* **STATED PROBLEM A**
Reproduce the passage on the method of indicators below in full, word for word, from its title through its last sentence.

* **GIVEN PASSAGE**

[BEGIN]

Method of Indicators

5.3. Method of Indicators#

The additivity property of expectation says that for any two random variables \(X\) and \(Y\) defined on the same space,

\[ E(X+Y) ~ = ~ E(X) + E(Y) \]

regardless of the joint distribution of \(X\) and \(Y\).

In particular, expectation is additive regardless of the dependence or independence of the two random variables being added.

Remember that throughout this course, you can assume that there are no problems with the existence of expectations of random variables that have infinitely many values. In more advanced courses you will have to be careful about infinities in the statement of additivity.

5.3.1. Random Counts#

In this section we will use additivity to find expectations of random counts such as the number of sixes in rolls of a die, the number of aces in a poker hand, the number of categories of individuals that appear in a random sample, and so on.

[END]

* **SUPPLIED ENTRIES**

[BEGIN]

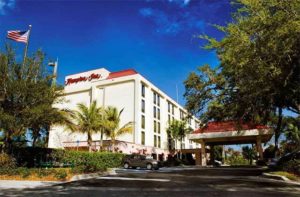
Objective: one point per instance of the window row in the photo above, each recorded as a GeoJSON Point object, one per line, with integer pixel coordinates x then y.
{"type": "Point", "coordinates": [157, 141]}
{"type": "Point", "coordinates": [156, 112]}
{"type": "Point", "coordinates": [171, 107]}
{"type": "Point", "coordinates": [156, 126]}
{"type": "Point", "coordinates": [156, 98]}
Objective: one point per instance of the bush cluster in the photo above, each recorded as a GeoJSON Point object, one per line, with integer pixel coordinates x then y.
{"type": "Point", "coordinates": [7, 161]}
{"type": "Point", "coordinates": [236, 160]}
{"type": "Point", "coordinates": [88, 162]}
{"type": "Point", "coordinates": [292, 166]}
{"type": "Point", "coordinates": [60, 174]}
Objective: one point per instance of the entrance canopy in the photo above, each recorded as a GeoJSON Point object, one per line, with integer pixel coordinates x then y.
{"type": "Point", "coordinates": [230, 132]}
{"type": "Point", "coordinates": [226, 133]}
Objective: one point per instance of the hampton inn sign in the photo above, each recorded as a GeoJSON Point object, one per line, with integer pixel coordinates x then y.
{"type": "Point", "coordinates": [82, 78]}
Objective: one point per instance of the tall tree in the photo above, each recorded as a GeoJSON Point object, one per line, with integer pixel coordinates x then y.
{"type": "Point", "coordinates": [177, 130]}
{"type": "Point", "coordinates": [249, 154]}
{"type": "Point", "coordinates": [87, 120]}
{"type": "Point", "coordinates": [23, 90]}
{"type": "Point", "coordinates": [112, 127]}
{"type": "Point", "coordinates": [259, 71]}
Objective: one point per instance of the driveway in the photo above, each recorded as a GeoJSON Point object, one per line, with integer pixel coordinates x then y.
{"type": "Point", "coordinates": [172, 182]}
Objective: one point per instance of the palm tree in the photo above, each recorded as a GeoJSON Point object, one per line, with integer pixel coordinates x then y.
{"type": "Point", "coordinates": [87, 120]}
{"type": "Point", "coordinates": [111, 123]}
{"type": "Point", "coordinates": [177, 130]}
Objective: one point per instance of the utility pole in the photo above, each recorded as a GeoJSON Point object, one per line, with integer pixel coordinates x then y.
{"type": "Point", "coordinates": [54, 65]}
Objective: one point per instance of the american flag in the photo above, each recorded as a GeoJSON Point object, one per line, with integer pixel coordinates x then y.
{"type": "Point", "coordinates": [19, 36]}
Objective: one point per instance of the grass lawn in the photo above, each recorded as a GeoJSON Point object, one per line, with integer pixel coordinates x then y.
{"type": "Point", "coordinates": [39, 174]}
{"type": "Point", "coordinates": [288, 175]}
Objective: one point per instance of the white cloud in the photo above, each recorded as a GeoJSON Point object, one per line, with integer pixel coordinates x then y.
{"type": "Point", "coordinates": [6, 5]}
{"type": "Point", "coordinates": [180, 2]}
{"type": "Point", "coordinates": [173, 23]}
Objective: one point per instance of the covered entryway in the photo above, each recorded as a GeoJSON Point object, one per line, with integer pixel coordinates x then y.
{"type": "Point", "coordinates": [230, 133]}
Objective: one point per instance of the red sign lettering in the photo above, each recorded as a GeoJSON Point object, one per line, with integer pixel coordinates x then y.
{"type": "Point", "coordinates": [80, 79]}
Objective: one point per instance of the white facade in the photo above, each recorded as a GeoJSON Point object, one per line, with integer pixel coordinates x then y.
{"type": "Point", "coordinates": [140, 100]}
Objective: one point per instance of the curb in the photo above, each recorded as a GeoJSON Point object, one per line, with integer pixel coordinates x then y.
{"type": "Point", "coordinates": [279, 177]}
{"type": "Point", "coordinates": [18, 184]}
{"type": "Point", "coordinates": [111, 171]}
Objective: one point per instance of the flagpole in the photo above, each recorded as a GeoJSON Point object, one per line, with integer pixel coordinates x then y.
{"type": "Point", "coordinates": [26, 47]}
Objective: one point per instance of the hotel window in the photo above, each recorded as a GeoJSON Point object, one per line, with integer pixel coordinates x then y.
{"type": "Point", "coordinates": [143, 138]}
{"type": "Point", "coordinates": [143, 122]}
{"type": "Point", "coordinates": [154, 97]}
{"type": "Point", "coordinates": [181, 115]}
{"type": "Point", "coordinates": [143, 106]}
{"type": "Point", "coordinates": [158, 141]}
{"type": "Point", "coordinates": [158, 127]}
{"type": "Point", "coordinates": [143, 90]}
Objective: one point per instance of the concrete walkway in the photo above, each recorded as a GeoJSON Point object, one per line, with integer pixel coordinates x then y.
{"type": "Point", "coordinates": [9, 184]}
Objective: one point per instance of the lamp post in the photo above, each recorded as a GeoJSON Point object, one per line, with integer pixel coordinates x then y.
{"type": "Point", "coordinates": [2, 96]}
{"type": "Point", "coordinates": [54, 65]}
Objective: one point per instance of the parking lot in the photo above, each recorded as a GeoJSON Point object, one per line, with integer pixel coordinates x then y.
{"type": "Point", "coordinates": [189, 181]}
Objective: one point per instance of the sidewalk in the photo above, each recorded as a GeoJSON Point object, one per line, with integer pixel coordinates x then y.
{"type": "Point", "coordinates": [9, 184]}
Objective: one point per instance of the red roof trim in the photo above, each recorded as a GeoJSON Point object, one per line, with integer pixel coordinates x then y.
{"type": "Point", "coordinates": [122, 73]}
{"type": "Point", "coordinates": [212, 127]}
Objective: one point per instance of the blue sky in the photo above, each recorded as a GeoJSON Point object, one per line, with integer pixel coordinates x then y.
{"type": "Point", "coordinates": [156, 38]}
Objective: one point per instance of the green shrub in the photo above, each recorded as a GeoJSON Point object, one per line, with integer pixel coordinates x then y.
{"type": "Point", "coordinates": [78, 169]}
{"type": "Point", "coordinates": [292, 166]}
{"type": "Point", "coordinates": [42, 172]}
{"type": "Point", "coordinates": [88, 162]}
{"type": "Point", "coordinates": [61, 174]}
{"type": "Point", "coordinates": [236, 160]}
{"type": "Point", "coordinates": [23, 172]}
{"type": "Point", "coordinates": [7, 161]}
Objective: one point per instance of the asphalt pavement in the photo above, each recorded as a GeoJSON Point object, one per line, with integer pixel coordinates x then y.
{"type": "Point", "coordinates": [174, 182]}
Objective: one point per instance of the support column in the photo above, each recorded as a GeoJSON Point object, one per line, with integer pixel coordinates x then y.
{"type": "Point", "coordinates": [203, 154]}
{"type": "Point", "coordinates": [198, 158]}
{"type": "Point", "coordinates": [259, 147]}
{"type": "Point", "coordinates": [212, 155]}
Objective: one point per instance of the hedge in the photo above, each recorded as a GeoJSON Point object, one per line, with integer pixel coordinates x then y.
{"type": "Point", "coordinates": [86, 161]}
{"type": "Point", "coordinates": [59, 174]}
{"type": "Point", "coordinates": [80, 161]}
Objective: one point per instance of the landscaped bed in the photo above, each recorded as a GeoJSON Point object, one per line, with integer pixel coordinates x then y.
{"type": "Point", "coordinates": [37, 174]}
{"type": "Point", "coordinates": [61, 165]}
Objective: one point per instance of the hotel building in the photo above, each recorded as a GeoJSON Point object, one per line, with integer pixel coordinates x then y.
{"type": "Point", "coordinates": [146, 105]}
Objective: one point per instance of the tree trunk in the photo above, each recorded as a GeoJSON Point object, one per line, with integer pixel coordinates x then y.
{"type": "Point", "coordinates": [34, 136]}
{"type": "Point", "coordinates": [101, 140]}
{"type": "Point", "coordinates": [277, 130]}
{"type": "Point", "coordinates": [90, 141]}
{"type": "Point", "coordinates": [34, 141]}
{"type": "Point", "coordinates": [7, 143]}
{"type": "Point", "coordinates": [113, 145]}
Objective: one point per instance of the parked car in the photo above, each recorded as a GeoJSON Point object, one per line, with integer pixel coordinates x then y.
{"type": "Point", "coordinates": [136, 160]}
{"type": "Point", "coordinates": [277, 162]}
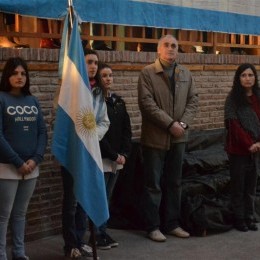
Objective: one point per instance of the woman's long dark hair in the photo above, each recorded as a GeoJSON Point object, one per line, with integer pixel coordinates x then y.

[END]

* **STATED PROBLEM B**
Locate each line of the records above that includes the word "hotel", and copy every such line.

* **WRITTEN REPLY A**
Method of Indicators

5.3. Method of Indicators#

The additivity property of expectation says that for any two random variables \(X\) and \(Y\) defined on the same space,

\[ E(X+Y) ~ = ~ E(X) + E(Y) \]

regardless of the joint distribution of \(X\) and \(Y\).

In particular, expectation is additive regardless of the dependence or independence of the two random variables being added.

Remember that throughout this course, you can assume that there are no problems with the existence of expectations of random variables that have infinitely many values. In more advanced courses you will have to be careful about infinities in the statement of additivity.

5.3.1. Random Counts#

In this section we will use additivity to find expectations of random counts such as the number of sixes in rolls of a die, the number of aces in a poker hand, the number of categories of individuals that appear in a random sample, and so on.

* **WRITTEN REPLY B**
Objective: one point per instance of the hotel window in the photo above, each recorded as a GeoJSON Point object, one per line, with integer pixel coordinates x then y.
Objective: one point per instance of the hotel building in the photo above, each recorded as a GeoJSON Point object, one per line, with integer pixel coordinates x then y.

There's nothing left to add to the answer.